▸ ACTIONS TO TAKE:
(A) Retype the part of the manslaughter sentencing article starting at "Crowdis has spent" and ending at "after the attacker.".
(B) According to the sentencing article, what was Michael Serba studying for at the Vermont college?
(C) Proceed with the article on the Crowdis sentencing from where it stops.

(DOCUMENT PASSAGE begins)

TORONTO – A high school dropout with drug and psychiatric problems was sentenced to 10 years in prison Thursday for killing a college hockey star nearly two years ago.

Nicholas Crowdis, 24, was also designated a long-term offender, which means he will be under the supervision of corrections officials for 10 years after he is released from prison.

Crowdis was convicted of manslaughter last fall for hitting Michael Serba with a brick and stomping on his face three times in Toronto in November 2006. The jury acquitted Crowdis of the more serious charge of second-degree murder.

Crowdis has spent three years in pre-trial custody and with the standard two-for-one credit has four years left in his sentence.

The attack on the 25-year-old Serba was "savage and without pity," noted Superior Court Justice Christopher Speyer. The judge accepted a joint submission by the Crown and defence in imposing the 10-year-manslaughter sentence.

The long-term offender designation is effectively a stricter form of parole.

Serba was in a bar with friends that night after returning home for a visit from the Vermont college where he was studying for his MBA.

The jury heard Serba was withdrawing money from a bank machine when he was sucker-punched by a friend of Crowdis. Serba went into the bar to get his friends and they went after the attacker.

While in a dark laneway near a west end subway station, Serba was attacked by Crowdis with the brick.

(DOCUMENT PASSAGE ends)
(DATA EXTRACT begins)

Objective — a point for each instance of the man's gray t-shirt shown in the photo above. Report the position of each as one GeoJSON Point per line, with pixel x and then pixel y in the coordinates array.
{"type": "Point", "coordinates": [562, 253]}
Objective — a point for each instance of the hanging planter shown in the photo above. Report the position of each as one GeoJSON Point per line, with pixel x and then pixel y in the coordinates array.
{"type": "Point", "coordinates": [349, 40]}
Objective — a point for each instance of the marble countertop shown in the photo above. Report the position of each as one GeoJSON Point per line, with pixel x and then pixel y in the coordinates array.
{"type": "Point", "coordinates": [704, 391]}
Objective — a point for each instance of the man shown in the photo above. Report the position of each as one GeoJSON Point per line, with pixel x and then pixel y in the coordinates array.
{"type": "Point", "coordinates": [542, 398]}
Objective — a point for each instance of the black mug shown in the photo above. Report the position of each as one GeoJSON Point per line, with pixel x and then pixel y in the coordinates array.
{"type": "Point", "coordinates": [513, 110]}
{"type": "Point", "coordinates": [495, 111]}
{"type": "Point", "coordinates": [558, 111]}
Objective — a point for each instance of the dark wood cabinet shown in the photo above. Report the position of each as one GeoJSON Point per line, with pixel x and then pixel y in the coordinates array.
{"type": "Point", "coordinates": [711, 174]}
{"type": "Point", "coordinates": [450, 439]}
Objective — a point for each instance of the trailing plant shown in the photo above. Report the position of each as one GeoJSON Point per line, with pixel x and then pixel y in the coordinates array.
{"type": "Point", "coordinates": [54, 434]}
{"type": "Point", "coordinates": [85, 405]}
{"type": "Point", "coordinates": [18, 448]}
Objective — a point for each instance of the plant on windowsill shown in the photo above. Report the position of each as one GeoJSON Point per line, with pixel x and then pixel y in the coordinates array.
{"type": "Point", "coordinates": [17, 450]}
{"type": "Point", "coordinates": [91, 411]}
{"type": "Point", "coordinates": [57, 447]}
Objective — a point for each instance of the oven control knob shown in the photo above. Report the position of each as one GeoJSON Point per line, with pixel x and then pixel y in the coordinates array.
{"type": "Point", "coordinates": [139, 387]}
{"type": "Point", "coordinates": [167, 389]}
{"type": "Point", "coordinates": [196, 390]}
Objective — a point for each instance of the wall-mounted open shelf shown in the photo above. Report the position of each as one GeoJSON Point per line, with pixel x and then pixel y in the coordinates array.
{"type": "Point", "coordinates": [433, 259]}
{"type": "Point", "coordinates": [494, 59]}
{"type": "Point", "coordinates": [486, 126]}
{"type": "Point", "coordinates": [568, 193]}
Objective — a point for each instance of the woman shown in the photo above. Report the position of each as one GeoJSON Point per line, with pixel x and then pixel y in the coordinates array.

(DATA EXTRACT ends)

▸ ANSWERS PROVIDED:
(A)
Crowdis has spent three years in pre-trial custody and with the standard two-for-one credit has four years left in his sentence.

The attack on the 25-year-old Serba was "savage and without pity," noted Superior Court Justice Christopher Speyer. The judge accepted a joint submission by the Crown and defence in imposing the 10-year-manslaughter sentence.

The long-term offender designation is effectively a stricter form of parole.

Serba was in a bar with friends that night after returning home for a visit from the Vermont college where he was studying for his MBA.

The jury heard Serba was withdrawing money from a bank machine when he was sucker-punched by a friend of Crowdis. Serba went into the bar to get his friends and they went after the attacker.

(B) His MBA.

(C)
The former captain of his college hockey team died as a result of multiple facial fractures.

Crowdis had no prior criminal record. But he had a history of crack cocaine use and had been admitted to hospital four times for psychiatric treatment.

In contrast, Serba was "a young man of superior talent and accomplishment," said Speyer. "The sense of grief and loss felt by his family was palpable."

The family expressed shock at the jury’s verdict of manslaughter last fall.

The frustration was noted again by Serba’s father outside court Thursday.

"What I learned is how the system gets manipulated by certain people," said Jim Serba. He described the trial testimony of Crowdis as being concocted.

Serba struggled with his emotions as he spoke about the good qualities of his son. "What he would have done in the future was snuffed out," he said.

The family has started an annual charity golf tournament to remember Michael Serba.